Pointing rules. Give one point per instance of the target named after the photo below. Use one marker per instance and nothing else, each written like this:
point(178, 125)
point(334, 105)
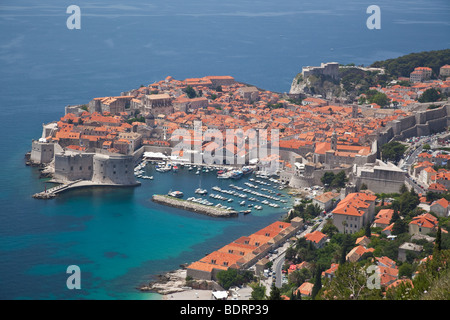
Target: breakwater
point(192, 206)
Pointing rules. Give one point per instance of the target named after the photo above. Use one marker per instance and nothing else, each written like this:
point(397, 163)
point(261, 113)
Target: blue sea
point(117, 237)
--*--
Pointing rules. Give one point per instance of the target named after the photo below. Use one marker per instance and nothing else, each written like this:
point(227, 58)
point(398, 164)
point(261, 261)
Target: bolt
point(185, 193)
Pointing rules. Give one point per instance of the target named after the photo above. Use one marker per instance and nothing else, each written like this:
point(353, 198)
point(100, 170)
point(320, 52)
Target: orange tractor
--*--
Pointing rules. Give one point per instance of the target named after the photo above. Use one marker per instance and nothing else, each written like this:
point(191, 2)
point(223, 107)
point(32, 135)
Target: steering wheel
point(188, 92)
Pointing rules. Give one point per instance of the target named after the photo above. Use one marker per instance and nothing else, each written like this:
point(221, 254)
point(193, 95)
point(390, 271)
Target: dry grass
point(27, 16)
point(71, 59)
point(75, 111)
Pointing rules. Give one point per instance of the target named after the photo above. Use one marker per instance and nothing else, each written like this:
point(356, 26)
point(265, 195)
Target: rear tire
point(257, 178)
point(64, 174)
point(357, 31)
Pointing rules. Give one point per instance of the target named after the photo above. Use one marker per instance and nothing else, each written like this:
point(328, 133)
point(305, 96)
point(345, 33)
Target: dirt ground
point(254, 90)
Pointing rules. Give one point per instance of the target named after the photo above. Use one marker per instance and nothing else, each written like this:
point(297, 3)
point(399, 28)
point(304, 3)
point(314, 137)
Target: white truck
--*--
- **WHAT YOU NEED TO DO**:
Copy out each line of the data above, exactly, if it lies between the line holding "Target: steering wheel" and the line holding "Target: white truck", inclusive; copy no other line.

- **RESULT**:
Target: steering wheel
point(188, 92)
Pointing rules. Give one point per instance of the target named after the photo above. Use one marker per instance and nothing else, each written like this:
point(221, 254)
point(193, 95)
point(390, 271)
Target: dry grass
point(27, 16)
point(71, 59)
point(75, 111)
Pointing rules. Give one point per instance of the target named after the photo above. Use one marker per instance and nothing else, each written like this:
point(356, 26)
point(265, 195)
Target: rear tire
point(257, 178)
point(64, 174)
point(357, 31)
Pointing rules. Give one point per instance of the target named after the photo above. Use one marker per instance and nothing else, each written like this:
point(328, 133)
point(305, 96)
point(345, 33)
Target: dirt ground
point(254, 90)
Pointing rules. Give one point per instance of the target named after the photo above. Use one marker per instance and nothing else, each written like this:
point(297, 3)
point(399, 28)
point(304, 3)
point(314, 137)
Target: white truck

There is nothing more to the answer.